- **Data excerpts**
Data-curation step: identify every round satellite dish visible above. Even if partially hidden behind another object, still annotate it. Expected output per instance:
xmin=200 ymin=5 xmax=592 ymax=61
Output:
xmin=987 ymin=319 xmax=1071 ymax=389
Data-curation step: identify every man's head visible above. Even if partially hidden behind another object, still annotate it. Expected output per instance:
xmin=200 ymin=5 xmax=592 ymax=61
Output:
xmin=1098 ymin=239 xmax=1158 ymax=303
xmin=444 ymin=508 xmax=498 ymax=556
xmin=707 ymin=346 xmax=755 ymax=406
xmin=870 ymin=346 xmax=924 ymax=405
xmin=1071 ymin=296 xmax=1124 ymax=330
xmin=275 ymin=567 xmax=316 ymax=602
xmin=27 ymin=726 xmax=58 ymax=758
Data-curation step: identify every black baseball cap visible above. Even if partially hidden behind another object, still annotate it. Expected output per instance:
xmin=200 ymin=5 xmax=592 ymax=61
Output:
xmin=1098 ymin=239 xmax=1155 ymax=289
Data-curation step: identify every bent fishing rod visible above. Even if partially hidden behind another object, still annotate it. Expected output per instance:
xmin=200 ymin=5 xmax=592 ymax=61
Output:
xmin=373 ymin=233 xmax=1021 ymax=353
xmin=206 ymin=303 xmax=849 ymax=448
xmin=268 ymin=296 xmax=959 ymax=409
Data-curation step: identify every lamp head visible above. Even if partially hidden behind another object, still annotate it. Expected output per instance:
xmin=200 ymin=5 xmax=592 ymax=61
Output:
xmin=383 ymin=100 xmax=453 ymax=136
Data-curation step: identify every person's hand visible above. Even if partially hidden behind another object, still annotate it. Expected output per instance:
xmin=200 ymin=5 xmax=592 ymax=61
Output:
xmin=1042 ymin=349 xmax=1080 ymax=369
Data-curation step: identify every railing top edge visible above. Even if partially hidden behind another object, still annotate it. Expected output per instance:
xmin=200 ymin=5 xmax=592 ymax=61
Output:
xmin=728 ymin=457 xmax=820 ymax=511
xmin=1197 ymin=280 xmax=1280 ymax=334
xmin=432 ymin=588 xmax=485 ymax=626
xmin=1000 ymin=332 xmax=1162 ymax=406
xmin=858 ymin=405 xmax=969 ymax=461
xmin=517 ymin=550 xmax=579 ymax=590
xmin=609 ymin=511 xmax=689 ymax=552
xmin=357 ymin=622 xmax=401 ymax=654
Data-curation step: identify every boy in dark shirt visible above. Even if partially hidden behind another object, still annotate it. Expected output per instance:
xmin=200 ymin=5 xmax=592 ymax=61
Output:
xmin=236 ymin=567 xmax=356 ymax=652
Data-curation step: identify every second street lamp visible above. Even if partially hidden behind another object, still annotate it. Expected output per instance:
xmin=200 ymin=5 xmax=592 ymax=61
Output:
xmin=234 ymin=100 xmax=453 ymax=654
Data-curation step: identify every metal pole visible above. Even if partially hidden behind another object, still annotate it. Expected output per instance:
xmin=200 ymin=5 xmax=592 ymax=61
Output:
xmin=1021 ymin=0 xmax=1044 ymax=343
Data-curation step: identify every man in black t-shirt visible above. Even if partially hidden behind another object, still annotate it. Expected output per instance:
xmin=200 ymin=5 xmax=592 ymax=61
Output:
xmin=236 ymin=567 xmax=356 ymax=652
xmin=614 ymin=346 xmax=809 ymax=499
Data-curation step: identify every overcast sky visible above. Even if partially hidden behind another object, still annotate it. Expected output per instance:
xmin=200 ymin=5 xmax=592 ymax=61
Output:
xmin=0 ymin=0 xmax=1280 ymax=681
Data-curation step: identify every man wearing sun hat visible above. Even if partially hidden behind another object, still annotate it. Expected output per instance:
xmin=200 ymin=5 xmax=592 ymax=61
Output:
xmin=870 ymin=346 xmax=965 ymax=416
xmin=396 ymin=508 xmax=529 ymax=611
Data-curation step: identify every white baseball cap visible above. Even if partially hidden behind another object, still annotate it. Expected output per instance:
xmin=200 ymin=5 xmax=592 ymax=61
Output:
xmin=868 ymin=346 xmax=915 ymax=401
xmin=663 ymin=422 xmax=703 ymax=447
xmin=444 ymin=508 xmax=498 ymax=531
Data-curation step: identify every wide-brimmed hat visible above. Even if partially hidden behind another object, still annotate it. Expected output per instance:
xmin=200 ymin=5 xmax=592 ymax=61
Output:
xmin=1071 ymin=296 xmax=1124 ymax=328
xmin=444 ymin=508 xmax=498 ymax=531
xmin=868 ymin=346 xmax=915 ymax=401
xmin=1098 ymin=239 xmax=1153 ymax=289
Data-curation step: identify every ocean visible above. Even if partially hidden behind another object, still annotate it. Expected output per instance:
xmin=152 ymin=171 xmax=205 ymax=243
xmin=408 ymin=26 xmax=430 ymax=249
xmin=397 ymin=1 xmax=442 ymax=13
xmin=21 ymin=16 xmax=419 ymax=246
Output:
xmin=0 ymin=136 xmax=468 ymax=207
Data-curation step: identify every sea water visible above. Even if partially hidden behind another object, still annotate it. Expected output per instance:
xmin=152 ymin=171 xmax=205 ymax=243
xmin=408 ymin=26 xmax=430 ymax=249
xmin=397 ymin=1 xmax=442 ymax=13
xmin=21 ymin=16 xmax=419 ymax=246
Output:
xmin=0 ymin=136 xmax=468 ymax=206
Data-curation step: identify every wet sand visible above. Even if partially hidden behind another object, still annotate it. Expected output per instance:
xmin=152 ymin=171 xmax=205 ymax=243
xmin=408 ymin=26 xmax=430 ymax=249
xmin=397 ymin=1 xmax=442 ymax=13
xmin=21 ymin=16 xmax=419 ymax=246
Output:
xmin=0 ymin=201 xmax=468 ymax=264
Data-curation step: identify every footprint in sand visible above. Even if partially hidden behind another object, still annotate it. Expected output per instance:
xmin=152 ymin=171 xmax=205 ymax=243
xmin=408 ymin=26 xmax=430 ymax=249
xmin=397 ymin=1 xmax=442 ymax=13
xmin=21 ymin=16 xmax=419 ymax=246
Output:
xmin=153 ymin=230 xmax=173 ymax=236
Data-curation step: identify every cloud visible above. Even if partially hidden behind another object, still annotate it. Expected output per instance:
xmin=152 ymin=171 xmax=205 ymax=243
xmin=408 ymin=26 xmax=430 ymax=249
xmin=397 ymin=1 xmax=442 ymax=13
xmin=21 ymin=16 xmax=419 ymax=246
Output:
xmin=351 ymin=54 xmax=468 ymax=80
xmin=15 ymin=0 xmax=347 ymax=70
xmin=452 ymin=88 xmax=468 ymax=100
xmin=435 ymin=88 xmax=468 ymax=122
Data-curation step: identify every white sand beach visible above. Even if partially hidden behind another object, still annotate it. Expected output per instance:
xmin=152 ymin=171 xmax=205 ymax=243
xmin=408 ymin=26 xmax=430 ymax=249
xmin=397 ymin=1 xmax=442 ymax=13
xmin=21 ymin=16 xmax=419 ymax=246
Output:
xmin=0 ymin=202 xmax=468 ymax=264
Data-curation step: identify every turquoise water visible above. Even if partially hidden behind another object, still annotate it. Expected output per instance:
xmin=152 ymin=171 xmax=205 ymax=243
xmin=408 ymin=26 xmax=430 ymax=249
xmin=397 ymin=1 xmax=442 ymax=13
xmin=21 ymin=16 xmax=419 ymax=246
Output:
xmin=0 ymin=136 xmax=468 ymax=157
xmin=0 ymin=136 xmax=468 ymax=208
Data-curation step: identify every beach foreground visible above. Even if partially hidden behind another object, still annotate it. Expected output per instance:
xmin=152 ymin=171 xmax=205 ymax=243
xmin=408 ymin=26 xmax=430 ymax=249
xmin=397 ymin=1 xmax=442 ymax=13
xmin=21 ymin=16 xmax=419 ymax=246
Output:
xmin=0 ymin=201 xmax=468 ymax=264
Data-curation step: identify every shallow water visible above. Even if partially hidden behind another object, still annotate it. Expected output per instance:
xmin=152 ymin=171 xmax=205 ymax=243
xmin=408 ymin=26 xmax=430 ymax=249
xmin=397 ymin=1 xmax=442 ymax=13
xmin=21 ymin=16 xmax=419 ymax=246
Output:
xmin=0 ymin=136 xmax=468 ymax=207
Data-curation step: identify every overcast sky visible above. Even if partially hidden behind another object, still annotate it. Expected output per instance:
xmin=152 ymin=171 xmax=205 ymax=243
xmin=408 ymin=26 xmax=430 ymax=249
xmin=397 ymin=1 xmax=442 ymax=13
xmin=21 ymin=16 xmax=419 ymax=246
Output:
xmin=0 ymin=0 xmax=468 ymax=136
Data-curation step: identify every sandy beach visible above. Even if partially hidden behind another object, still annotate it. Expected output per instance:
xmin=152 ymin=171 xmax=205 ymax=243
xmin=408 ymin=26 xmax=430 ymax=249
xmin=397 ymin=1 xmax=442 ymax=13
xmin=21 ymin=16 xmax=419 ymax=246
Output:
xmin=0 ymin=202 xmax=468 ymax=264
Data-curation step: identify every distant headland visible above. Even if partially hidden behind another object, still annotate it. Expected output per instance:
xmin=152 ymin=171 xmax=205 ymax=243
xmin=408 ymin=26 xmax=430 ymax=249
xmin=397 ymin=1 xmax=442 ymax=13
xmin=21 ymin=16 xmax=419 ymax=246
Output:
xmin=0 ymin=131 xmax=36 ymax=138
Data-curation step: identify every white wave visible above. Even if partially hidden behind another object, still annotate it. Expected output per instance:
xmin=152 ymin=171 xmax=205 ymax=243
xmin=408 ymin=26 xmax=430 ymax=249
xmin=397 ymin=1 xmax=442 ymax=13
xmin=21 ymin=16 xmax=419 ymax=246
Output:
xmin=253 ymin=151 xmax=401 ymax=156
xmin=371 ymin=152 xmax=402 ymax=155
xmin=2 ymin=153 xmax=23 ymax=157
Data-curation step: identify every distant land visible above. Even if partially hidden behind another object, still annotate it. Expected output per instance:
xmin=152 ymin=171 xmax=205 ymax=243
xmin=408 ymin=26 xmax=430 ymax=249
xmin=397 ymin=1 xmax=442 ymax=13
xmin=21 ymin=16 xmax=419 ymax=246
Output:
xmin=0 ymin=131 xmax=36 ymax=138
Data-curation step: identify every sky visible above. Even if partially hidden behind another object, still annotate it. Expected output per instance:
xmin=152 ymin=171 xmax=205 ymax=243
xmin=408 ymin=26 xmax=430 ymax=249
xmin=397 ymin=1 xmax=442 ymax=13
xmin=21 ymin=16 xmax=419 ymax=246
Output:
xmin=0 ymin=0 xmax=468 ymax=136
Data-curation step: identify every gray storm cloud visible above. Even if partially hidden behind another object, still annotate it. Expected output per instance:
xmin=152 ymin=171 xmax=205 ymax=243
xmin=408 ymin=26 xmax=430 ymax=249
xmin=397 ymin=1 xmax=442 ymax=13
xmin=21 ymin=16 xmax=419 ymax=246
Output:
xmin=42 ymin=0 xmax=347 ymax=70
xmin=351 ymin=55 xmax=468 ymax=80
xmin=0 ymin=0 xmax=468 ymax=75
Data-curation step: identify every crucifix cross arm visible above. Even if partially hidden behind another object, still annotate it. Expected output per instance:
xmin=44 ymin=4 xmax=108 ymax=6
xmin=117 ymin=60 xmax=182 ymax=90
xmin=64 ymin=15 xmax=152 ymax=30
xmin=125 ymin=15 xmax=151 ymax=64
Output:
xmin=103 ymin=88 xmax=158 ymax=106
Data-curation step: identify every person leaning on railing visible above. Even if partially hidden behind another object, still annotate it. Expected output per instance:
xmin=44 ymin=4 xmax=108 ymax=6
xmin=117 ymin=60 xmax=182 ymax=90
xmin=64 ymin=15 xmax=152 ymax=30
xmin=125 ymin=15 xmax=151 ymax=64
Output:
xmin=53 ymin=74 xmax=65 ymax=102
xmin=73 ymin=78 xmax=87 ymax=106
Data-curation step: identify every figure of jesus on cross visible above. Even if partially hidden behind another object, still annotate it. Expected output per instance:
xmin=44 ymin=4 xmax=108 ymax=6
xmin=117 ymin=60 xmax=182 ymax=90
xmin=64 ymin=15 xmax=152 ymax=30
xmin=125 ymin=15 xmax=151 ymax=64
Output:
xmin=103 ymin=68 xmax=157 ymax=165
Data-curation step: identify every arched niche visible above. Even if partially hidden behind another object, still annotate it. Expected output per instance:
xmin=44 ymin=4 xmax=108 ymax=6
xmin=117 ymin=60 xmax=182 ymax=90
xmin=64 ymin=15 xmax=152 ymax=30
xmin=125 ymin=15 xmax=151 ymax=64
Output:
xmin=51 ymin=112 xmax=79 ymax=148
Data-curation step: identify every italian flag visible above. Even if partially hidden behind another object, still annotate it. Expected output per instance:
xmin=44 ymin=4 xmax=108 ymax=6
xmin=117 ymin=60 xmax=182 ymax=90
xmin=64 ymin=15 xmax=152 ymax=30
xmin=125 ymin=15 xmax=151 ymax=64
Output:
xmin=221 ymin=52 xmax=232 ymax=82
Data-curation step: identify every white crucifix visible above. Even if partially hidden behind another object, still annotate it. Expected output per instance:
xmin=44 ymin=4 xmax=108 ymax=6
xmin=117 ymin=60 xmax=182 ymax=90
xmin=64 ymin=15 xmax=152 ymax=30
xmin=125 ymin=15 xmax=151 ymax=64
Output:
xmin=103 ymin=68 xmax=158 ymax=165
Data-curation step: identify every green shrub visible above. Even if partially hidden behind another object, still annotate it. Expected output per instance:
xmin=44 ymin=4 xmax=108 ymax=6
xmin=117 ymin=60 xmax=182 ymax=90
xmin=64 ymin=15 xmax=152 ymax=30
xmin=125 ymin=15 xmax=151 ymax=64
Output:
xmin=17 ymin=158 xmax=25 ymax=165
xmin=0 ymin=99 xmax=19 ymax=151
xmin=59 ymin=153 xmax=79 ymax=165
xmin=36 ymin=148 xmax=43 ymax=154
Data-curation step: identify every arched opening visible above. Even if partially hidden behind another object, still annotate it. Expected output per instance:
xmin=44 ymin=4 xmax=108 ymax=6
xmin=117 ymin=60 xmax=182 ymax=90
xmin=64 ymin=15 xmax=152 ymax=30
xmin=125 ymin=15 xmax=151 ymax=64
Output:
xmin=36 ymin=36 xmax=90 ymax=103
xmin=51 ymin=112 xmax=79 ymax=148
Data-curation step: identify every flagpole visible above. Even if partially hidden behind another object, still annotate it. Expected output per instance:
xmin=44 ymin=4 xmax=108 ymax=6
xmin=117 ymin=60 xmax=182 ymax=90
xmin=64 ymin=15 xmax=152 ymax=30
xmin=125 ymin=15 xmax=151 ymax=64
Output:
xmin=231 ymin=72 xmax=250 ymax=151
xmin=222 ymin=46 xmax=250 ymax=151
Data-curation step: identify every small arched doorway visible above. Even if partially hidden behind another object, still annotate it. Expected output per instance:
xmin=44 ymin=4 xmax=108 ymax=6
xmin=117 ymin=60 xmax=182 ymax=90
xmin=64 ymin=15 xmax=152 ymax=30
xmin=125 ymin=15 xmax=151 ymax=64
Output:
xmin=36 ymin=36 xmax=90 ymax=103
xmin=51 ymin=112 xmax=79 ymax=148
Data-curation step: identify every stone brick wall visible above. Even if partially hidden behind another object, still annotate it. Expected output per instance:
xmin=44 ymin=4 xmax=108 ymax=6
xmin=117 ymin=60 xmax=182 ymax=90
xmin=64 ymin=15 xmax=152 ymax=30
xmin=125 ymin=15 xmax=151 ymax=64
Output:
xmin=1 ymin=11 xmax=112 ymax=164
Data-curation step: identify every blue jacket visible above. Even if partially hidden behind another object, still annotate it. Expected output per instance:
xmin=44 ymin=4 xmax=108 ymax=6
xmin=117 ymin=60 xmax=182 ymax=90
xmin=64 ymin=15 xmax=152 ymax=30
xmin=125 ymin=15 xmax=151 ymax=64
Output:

- **Given request**
Reproduce the listing from its first line up to and including the line with "xmin=1098 ymin=239 xmax=1155 ymax=289", keeping the requests, and scale each bounding-box coordinate in the answers by 2.45, rounding to whole numbers with halves going up. Leave the numbers in the requests and in their sample output lines as they are.

- **Result for this task**
Data-curation step: identify every round satellite dish visible above. Even if partially hidden behind another object, still annotate it. Expected output per instance:
xmin=200 ymin=5 xmax=592 ymax=61
Output:
xmin=2418 ymin=782 xmax=2624 ymax=953
Data-curation step: identify every man's head visible above. Even if partially hidden behind another object, still annotate it. Expected output per instance:
xmin=200 ymin=5 xmax=592 ymax=61
Output:
xmin=2690 ymin=586 xmax=2837 ymax=742
xmin=1088 ymin=1245 xmax=1220 ymax=1362
xmin=1732 ymin=848 xmax=1850 ymax=995
xmin=2132 ymin=848 xmax=2264 ymax=992
xmin=2624 ymin=725 xmax=2754 ymax=809
xmin=674 ymin=1389 xmax=774 ymax=1475
xmin=66 ymin=1779 xmax=142 ymax=1857
Data-curation step: identify every black baseball cap visible above. Even if partially hidden behind another object, still annotate it. Expected output per instance:
xmin=200 ymin=5 xmax=592 ymax=61
Output:
xmin=2690 ymin=586 xmax=2830 ymax=708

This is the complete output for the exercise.